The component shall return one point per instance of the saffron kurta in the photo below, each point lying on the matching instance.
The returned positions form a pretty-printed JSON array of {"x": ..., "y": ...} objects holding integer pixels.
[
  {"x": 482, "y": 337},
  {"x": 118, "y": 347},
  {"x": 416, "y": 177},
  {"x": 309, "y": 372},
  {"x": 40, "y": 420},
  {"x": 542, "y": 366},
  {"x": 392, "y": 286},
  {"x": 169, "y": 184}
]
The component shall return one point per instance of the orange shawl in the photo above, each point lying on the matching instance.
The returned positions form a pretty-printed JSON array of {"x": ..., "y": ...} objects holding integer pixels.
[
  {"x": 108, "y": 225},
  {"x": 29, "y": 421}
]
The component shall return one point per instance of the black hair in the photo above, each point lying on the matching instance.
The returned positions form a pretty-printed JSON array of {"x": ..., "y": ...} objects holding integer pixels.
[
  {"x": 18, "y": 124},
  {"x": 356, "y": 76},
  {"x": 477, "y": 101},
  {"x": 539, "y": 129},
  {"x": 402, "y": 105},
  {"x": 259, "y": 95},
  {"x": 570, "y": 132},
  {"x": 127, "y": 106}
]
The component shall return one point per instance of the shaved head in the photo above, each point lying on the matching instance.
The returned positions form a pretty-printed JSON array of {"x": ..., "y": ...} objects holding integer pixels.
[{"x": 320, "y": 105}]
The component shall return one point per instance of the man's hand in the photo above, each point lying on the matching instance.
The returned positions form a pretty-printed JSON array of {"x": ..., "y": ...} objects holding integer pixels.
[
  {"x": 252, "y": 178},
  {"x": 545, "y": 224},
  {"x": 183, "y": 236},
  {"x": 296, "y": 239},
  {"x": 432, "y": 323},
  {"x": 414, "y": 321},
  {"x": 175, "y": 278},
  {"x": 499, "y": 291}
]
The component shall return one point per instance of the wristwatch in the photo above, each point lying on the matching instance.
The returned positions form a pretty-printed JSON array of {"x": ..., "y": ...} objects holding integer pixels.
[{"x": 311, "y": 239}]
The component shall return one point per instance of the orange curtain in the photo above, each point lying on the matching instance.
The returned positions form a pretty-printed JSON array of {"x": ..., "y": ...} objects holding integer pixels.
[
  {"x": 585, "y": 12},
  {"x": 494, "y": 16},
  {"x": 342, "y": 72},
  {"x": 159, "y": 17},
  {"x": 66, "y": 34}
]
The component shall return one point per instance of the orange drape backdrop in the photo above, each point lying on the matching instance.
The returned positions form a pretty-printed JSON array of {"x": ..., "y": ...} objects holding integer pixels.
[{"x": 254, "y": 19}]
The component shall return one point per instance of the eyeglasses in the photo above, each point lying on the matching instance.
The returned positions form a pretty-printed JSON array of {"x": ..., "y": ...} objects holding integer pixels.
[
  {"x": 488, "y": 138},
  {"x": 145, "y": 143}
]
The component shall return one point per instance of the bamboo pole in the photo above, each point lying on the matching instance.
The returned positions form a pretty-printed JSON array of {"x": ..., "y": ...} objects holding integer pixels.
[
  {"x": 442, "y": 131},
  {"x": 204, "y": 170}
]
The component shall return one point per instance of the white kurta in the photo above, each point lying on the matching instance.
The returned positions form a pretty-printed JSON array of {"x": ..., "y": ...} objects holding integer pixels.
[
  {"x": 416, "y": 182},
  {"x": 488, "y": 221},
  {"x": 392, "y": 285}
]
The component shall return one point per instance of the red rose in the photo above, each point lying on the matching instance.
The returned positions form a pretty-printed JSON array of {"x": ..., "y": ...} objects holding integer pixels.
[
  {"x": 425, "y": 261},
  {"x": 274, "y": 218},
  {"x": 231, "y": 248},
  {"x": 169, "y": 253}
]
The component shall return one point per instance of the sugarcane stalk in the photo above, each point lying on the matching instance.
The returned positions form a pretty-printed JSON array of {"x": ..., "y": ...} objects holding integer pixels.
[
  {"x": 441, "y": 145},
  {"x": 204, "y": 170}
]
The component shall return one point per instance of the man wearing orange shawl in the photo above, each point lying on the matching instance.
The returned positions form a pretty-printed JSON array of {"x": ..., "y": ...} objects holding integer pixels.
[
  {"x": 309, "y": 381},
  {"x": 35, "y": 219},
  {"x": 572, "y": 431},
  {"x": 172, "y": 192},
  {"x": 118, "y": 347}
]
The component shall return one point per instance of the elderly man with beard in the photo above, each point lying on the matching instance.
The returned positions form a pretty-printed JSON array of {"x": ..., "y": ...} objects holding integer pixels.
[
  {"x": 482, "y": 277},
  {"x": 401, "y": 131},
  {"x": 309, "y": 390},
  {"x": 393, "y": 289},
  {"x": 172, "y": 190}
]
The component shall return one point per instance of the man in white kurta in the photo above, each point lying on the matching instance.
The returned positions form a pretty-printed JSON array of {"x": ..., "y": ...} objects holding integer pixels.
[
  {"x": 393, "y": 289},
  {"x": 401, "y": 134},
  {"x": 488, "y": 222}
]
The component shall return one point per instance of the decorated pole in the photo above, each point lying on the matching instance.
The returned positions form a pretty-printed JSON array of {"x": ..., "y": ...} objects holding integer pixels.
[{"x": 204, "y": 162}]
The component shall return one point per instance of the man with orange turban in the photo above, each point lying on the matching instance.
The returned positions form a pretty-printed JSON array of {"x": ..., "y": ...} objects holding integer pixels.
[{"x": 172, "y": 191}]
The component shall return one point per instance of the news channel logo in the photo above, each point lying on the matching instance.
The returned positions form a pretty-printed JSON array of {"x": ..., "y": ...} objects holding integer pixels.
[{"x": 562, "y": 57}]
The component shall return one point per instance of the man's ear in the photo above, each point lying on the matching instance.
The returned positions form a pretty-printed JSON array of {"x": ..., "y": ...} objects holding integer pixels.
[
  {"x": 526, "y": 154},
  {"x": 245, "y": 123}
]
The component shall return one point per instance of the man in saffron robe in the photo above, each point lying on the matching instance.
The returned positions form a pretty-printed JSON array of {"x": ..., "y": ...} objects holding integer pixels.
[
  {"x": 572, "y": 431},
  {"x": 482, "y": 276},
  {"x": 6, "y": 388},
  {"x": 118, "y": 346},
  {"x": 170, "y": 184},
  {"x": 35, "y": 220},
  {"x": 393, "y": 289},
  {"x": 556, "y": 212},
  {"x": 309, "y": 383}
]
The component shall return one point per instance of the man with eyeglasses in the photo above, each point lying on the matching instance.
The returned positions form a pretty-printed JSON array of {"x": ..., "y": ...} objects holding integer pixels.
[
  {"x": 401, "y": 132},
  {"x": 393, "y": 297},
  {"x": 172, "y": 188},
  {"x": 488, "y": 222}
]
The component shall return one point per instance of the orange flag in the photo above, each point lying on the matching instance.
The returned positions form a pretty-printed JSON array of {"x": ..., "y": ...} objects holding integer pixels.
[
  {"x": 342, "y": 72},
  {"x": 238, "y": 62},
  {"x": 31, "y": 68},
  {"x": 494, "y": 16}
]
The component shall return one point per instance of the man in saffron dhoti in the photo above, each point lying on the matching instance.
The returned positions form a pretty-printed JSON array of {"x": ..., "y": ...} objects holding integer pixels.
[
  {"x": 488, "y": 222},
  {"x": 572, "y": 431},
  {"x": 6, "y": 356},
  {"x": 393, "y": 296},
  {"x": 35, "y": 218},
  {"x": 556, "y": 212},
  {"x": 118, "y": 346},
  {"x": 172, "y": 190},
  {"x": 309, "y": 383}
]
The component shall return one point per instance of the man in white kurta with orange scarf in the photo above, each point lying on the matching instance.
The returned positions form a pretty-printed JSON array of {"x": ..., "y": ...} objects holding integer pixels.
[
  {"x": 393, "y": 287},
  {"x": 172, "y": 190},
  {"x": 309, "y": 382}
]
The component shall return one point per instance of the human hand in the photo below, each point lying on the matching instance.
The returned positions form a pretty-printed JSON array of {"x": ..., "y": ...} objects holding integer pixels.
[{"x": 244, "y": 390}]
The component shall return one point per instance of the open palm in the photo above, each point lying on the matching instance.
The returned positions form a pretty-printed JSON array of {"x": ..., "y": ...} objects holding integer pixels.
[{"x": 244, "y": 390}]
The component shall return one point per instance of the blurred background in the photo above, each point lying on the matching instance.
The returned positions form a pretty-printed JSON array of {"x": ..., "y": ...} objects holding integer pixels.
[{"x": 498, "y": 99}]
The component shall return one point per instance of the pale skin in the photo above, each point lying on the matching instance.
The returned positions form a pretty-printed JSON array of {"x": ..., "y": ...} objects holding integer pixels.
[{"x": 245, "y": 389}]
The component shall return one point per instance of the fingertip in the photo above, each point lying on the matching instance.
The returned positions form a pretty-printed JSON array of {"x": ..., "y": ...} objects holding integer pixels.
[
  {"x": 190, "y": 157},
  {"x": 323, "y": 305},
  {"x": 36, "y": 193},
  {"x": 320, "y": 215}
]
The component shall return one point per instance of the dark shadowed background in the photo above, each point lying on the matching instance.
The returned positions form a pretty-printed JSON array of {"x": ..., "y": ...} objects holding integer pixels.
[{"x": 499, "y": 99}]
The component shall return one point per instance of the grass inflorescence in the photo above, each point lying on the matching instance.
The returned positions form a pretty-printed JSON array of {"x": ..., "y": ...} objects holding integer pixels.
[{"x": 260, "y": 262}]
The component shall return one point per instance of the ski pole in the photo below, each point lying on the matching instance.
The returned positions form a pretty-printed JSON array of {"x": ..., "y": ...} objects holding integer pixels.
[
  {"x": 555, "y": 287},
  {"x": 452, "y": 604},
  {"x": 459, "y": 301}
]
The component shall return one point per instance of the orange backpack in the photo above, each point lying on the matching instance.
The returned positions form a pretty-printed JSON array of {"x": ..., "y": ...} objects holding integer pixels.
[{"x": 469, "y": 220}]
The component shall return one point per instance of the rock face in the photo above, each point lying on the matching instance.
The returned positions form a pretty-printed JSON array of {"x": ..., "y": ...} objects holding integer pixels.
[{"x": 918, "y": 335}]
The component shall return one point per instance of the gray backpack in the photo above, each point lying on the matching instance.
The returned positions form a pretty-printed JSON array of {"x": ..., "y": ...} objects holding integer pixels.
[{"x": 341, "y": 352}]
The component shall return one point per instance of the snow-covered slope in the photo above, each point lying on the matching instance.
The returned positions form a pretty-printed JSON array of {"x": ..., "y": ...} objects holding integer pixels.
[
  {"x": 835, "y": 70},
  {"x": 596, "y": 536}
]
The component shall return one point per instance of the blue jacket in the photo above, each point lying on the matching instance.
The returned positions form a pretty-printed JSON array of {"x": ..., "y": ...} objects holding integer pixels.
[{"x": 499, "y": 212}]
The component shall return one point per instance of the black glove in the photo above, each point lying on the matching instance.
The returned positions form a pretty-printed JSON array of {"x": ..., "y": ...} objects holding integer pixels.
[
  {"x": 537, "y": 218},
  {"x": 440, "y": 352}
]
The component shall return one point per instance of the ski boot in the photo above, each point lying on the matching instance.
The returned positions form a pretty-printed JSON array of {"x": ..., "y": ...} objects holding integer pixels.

* Goal of the exercise
The range runs from the line above containing "the ski pole" to the line containing "The component shall return one point per instance of the blue", inclusive. Restate those lines word for word and no others.

* Answer section
The component shall return one point per instance of the ski pole in the photo below, each point lying on the matching instance.
The returned positions form a pretty-printed JSON array of {"x": ..., "y": ...} objects holding integer pixels.
[
  {"x": 555, "y": 287},
  {"x": 452, "y": 604},
  {"x": 459, "y": 301}
]
The component shall return one point per instance of the orange backpack in the photo above, each point lying on the matching instance.
The returned positions form a pretty-printed JSON array of {"x": ..., "y": ...} objects holding integer pixels.
[{"x": 469, "y": 220}]
The component shall return one point per instance of the rock face in the photo above, each point lying on the matching instance.
The returned positions form a pretty-printed JSON array of {"x": ..., "y": ...} objects holding integer pixels.
[{"x": 918, "y": 335}]
The component shall return one point per instance of the gray backpack in the photo above, each point lying on the matching instance.
The returned positions form a pretty-printed JSON array of {"x": ..., "y": ...} objects holding integer pixels.
[{"x": 341, "y": 352}]
The component shall return one point per instance of the snow-covered slope in the photo above, each point lying on the matching instance.
The returned positions form a pretty-printed JSON array of {"x": ..., "y": ...} objects holding integer pixels.
[
  {"x": 835, "y": 70},
  {"x": 596, "y": 536}
]
The component shall return one point per instance of the blue jacket in the photo above, each point lying on the matching instance.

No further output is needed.